SHORT PROBLEM | Count the lines in the records below that contain the string "query" with the same capitalization, and reply with only that number.

RECORDS SUPPLIED |
▽

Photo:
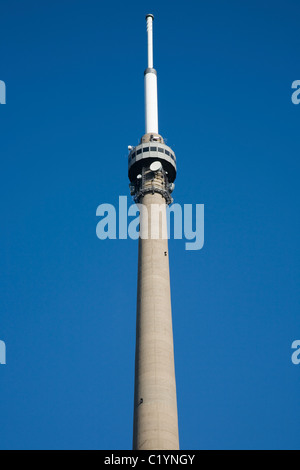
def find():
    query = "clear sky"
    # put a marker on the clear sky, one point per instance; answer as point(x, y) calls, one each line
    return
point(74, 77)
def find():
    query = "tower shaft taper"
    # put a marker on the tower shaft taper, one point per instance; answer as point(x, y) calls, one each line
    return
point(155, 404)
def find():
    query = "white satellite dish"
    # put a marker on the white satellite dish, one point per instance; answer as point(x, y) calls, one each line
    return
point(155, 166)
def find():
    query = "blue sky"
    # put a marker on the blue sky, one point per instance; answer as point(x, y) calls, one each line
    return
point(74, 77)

△
▽

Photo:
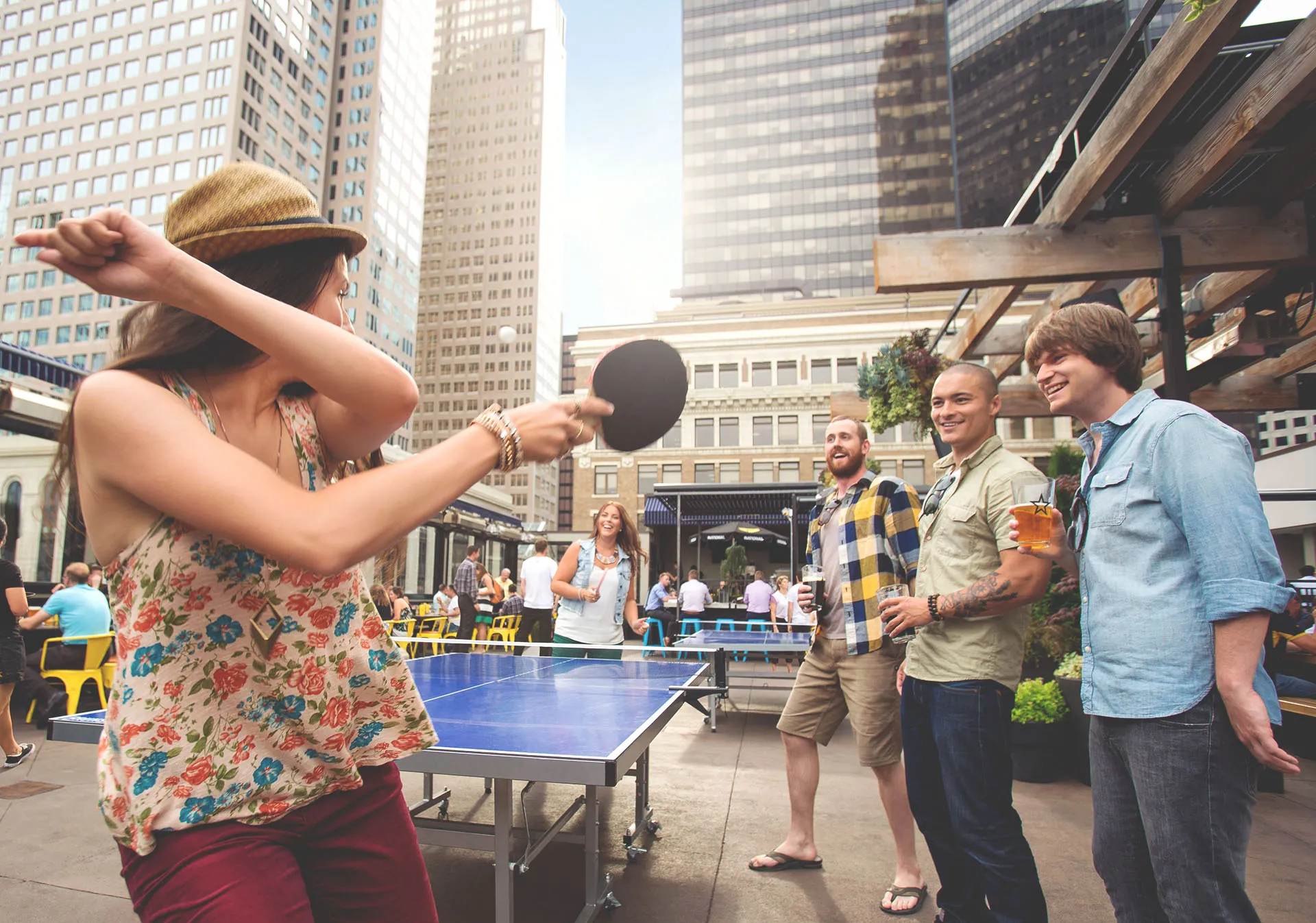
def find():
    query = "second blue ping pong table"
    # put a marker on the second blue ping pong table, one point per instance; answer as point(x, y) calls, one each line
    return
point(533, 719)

△

COMPLETED EXERCISE | 5